- Stated exercise
Pick out and copy every line of the data that contains the word "window".

- Data supplied
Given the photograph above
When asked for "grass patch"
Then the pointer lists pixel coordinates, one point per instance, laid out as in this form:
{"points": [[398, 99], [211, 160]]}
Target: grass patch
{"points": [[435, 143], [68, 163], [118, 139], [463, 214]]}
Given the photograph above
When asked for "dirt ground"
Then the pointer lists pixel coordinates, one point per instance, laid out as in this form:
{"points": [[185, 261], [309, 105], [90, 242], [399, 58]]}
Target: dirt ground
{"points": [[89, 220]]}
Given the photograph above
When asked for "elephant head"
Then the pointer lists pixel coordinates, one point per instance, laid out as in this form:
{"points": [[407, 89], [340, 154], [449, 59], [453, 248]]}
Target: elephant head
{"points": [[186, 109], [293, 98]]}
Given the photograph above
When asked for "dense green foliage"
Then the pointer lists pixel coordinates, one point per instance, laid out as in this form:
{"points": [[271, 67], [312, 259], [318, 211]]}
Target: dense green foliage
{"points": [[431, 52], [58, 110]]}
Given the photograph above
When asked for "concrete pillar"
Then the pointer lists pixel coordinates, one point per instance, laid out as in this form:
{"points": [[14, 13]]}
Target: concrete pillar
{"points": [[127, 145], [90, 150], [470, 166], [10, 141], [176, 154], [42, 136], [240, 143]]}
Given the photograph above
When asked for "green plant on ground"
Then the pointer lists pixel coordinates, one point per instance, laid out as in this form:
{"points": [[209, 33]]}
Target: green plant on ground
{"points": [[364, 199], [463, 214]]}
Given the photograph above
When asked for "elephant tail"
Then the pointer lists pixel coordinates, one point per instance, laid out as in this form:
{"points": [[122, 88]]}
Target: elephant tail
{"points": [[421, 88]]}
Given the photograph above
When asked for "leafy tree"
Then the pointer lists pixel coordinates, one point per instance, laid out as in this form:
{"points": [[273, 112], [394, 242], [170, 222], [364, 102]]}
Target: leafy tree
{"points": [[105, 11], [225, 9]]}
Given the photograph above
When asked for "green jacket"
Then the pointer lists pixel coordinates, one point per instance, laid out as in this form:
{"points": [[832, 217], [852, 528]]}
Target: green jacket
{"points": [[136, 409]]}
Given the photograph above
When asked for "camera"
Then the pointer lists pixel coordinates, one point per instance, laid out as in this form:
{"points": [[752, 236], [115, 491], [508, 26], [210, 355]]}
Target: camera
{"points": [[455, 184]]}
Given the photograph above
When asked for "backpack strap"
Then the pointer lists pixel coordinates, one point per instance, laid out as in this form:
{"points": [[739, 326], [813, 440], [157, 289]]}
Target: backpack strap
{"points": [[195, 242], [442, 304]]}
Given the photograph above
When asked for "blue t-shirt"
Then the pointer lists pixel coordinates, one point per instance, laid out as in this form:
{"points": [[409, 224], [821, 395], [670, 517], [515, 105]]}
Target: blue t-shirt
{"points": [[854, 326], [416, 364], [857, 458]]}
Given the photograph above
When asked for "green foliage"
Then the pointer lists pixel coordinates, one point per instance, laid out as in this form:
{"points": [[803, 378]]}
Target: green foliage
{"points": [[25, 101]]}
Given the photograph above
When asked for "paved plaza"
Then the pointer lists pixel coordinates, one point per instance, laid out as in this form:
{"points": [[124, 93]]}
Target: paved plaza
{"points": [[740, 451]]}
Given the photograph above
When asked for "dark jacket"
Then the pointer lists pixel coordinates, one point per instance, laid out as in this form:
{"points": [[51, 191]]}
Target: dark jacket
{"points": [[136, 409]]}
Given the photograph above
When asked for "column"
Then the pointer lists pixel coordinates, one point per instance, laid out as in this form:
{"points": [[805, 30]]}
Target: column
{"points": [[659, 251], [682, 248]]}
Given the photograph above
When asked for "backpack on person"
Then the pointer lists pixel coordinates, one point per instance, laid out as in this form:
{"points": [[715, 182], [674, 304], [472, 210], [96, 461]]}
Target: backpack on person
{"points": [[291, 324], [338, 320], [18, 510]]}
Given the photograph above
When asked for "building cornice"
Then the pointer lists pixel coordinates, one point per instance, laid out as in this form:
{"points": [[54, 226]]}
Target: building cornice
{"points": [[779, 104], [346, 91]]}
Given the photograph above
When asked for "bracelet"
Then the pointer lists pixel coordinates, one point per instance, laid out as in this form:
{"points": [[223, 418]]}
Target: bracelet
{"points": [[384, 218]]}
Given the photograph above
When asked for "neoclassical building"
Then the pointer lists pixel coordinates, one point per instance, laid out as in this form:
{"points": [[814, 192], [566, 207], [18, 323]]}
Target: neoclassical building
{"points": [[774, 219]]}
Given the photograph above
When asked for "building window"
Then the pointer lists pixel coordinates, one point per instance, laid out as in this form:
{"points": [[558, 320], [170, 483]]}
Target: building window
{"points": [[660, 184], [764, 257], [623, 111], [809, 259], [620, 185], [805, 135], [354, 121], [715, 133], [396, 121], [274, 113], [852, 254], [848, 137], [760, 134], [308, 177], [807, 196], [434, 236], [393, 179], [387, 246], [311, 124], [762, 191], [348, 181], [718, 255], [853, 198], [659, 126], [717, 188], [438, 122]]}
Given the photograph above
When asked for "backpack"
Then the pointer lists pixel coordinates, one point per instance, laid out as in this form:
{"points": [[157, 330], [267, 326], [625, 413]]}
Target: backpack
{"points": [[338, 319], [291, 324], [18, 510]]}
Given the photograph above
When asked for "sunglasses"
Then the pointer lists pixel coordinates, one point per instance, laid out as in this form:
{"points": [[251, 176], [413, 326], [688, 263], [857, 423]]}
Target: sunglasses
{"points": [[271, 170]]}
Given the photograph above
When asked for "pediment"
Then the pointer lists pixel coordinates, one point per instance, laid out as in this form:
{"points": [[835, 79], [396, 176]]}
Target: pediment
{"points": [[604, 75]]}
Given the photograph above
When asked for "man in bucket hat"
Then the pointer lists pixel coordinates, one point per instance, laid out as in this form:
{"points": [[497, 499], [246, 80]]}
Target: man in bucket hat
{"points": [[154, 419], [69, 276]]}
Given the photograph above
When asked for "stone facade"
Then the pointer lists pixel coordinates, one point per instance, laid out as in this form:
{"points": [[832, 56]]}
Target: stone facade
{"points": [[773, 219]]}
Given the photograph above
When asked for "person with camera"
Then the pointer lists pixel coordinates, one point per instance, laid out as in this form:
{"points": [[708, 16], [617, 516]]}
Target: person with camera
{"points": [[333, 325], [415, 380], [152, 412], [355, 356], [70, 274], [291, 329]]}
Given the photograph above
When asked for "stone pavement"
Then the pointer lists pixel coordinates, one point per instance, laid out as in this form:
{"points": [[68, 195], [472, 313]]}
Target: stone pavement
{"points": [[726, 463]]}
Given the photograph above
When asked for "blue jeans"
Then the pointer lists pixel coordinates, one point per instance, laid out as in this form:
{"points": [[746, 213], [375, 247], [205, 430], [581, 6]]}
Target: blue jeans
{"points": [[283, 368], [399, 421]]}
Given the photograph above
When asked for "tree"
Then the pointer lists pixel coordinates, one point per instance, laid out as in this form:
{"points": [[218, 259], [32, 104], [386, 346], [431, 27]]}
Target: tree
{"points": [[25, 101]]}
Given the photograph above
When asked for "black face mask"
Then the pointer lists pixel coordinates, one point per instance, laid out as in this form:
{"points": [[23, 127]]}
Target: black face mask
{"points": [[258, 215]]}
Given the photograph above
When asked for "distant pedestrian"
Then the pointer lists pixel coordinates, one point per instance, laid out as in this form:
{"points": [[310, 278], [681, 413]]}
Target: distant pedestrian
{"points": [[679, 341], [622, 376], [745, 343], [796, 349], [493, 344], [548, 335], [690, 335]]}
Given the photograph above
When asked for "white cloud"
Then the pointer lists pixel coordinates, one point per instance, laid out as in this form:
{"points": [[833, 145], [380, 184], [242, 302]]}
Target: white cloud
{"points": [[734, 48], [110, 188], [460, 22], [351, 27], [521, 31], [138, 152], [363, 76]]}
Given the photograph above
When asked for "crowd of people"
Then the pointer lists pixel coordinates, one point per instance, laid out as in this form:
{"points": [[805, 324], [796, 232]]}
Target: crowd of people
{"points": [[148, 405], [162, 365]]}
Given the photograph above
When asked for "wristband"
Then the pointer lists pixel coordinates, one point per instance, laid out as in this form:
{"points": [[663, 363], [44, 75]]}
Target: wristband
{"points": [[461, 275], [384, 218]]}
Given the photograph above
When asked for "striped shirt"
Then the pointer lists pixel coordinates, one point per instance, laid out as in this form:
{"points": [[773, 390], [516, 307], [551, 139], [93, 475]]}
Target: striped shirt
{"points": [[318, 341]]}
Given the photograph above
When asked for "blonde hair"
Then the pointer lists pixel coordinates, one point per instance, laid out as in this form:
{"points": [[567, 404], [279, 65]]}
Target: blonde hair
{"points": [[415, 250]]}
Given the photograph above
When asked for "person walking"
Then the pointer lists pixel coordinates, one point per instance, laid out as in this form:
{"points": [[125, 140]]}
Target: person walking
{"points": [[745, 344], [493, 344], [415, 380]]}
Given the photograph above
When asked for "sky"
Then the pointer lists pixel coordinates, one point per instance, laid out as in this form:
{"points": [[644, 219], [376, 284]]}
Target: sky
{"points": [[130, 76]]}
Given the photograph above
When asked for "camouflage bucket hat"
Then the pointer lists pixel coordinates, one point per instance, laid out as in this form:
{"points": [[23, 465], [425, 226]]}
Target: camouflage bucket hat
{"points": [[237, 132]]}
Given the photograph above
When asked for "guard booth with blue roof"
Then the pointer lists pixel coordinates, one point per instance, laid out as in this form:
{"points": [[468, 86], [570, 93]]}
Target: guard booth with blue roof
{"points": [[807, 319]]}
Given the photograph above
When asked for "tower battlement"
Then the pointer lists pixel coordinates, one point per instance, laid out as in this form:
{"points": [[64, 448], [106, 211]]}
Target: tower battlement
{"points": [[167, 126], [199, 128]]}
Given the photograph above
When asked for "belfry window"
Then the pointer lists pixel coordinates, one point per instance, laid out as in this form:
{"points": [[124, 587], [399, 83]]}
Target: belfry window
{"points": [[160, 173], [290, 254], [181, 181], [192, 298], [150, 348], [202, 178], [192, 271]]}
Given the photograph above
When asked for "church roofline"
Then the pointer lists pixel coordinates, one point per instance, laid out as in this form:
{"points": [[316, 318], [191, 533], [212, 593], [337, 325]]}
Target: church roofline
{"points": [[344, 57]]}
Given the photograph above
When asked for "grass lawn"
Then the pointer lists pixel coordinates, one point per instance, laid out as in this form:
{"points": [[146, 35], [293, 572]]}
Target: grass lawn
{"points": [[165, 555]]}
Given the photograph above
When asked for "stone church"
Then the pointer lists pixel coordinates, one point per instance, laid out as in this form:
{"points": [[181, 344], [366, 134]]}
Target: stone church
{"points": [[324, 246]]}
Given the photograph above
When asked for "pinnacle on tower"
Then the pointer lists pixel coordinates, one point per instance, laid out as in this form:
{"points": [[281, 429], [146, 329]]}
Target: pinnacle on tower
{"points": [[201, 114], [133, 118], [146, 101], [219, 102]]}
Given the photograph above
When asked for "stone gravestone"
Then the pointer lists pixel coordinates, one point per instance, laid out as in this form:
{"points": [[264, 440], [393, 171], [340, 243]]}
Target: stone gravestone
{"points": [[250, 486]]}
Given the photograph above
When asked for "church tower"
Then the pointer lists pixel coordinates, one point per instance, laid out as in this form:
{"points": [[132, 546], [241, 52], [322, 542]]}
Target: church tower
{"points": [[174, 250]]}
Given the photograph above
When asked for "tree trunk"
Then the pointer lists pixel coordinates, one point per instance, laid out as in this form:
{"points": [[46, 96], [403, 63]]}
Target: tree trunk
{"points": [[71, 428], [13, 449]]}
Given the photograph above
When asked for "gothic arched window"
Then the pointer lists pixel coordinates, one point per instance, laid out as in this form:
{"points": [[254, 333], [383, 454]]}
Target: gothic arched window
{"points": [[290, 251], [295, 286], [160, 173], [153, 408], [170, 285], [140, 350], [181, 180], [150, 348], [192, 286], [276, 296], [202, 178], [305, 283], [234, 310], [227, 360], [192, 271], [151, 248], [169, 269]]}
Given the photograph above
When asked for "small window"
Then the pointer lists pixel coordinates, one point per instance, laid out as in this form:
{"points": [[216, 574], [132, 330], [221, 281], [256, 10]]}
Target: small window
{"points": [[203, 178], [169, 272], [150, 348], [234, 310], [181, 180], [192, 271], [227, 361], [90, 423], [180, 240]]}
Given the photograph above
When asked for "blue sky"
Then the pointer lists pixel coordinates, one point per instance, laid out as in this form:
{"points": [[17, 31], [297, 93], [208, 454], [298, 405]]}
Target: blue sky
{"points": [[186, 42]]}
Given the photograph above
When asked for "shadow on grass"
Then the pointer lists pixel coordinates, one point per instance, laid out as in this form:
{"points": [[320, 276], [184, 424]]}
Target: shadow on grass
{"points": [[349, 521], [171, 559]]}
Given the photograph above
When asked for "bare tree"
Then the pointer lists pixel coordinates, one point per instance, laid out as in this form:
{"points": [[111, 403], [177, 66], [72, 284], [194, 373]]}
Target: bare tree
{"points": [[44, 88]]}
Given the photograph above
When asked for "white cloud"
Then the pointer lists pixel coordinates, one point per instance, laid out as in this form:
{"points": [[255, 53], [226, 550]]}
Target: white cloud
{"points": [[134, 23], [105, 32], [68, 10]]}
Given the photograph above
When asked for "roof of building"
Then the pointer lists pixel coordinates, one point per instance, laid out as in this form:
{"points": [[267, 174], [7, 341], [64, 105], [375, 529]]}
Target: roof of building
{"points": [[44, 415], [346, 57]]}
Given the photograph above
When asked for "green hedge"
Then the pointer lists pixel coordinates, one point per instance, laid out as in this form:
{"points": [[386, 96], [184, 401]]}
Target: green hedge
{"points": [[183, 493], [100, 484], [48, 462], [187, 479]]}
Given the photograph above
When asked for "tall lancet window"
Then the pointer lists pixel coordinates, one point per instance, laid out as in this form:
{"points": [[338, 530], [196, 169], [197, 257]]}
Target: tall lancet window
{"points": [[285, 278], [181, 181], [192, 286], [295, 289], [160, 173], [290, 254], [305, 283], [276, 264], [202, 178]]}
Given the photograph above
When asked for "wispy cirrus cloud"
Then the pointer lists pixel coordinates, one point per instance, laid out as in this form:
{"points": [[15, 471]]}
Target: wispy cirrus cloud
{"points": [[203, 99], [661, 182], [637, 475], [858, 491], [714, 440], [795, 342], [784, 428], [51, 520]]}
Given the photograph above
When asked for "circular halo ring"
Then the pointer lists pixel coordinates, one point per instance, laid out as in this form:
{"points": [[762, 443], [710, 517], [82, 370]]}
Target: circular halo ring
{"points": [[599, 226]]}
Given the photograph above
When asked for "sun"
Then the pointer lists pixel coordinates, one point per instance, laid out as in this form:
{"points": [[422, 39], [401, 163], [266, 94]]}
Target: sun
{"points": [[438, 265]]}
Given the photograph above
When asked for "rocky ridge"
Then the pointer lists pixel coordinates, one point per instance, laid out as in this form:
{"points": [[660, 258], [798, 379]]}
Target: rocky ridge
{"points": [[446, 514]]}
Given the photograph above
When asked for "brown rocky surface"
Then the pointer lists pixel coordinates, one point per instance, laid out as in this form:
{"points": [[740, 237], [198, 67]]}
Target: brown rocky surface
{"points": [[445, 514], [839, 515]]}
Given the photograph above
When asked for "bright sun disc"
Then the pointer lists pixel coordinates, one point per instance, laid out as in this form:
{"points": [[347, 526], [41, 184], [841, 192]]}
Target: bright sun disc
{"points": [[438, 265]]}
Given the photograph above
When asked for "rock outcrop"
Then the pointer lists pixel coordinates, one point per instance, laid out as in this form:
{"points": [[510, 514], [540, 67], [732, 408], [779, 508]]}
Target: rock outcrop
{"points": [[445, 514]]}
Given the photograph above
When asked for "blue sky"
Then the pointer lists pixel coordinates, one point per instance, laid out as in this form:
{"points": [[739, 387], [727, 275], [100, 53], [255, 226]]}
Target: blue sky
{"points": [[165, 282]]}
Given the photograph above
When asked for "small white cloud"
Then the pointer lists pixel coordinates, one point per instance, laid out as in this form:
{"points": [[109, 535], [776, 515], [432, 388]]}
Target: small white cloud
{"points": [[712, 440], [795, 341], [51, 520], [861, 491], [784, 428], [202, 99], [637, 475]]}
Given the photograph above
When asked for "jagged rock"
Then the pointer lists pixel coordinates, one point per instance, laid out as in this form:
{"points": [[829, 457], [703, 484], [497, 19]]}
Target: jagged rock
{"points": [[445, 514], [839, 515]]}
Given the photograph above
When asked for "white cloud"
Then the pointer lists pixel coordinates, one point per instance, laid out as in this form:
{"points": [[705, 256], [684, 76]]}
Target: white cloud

- Completed exercise
When asked for "building window"
Target: building window
When asked for "belfry window"
Target: belfry window
When asked for "gothic arched window"
Target: gothic arched window
When asked for "small window"
Target: small window
When asked for "tall lancet window"
Target: tall lancet window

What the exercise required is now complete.